◆ TO DO:
**A)** Decide whether each statement agrees with the NCRA funding passage. Answer yes or no for each, and quote the words from the passage that settle it. (i) NCRA hoped for legislation allocating $500k a year from state transportation funds. (ii) Phil Dow is the Executive Director of the Mendocino Transit Agency. (iii) Ruth Valenzuela told the MCOG board that Chesbro would still introduce the legislation.
**B)** According to the NCRA funding passage, which local agency did NCRA ask for support?
**C)** List every person named in the NCRA funding passage.

◆ TEXT BLOCK:
○ ○ ○ ○ ○

NCRA, the little train that couldn't, thought they had assemblymember Wes Chesbro lined up to introduce legislation to allocate $500k a year from state transportation funds. All Chesbro needed was a few letters to show local support for the request. NCRA asked the Mendocino Council of Governments (MCOG), the local transportation funding agency, for support, at which point both Phil Dow, MCOG's Executive Director, and Bruce Richard, the Mendocino Transit Agency's Executive Director, rushed to the funding barricades in opposition. Both Dow and Richard have made careers, and built their agencies, by sucking up as much taxpayer cash as they could lay their grasping hands on, but nothing concerns a state-funded bureaucrat than the thought that some other agency is trying to muscle in on their cash stream. Dow and Richard raised so much fuss about rail money going anywhere but to Richard's ghost buses that Ruth Valenzuela, Chesbro's local rep, told the MCOG board that Chesbro was no longer going to introduce the subsidy legislation requested by NCRA. It gets worse.....

○ ○ ○ ○ ○

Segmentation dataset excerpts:
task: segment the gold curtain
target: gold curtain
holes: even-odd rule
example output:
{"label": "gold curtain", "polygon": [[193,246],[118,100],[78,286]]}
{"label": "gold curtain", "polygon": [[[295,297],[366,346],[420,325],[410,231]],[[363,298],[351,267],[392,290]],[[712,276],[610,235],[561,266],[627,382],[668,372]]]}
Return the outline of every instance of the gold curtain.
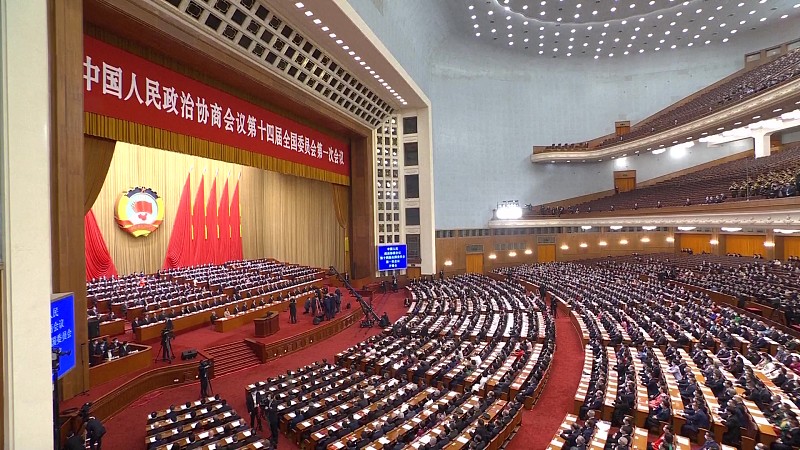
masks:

○ ○ ○ ○ ○

◆ TASK-BY-TASK ANSWERS:
**A)**
(i) Yes: "introduce legislation to allocate $500k a year from state transportation funds"
(ii) No: "Bruce Richard, the Mendocino Transit Agency's Executive Director"
(iii) No: "Chesbro was no longer going to introduce the subsidy legislation requested by NCRA"

**B)** The Mendocino Council of Governments (MCOG), the local transportation funding agency.

**C)** Wes Chesbro, Phil Dow, Bruce Richard, Ruth Valenzuela